PROBLEM: From the records below, find each line with the string "painted" and copy it.

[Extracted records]
•••

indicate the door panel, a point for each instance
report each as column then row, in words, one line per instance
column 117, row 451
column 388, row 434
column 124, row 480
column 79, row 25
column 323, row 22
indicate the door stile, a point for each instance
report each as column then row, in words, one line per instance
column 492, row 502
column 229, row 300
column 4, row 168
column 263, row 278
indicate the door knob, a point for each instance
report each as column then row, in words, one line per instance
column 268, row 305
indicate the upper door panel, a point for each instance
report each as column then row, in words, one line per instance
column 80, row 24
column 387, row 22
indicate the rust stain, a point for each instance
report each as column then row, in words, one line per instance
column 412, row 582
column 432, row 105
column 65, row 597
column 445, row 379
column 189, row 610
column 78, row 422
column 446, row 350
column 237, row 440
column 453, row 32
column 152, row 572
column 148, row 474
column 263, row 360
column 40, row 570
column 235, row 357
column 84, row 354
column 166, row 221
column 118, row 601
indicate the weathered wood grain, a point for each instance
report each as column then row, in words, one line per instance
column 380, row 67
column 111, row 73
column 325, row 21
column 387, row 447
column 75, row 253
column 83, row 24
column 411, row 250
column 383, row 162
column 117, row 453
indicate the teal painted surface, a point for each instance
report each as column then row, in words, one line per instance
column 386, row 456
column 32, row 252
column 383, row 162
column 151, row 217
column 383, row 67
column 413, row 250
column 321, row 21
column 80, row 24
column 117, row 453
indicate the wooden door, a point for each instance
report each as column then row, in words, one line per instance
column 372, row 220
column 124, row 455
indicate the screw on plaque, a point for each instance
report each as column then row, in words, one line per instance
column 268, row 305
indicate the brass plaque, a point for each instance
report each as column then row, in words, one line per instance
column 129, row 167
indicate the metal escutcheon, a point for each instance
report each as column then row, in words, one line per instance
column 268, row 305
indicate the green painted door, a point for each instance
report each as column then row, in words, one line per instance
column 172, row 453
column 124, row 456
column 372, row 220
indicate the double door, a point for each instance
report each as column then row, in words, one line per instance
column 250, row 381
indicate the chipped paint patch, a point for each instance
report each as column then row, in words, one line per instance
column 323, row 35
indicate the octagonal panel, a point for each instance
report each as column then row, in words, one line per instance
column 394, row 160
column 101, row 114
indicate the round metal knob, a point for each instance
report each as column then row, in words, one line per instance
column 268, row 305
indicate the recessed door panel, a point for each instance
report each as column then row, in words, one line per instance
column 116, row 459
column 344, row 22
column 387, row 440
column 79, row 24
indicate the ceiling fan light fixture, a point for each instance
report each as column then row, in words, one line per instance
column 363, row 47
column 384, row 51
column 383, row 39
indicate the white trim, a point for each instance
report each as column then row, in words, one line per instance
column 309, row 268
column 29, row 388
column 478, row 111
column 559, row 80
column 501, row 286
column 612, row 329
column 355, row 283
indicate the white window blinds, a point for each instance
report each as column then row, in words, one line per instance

•••

WRITTEN ANSWER:
indicate the teal painted surface, a point for each instance
indicate the green painted door, a point for each instance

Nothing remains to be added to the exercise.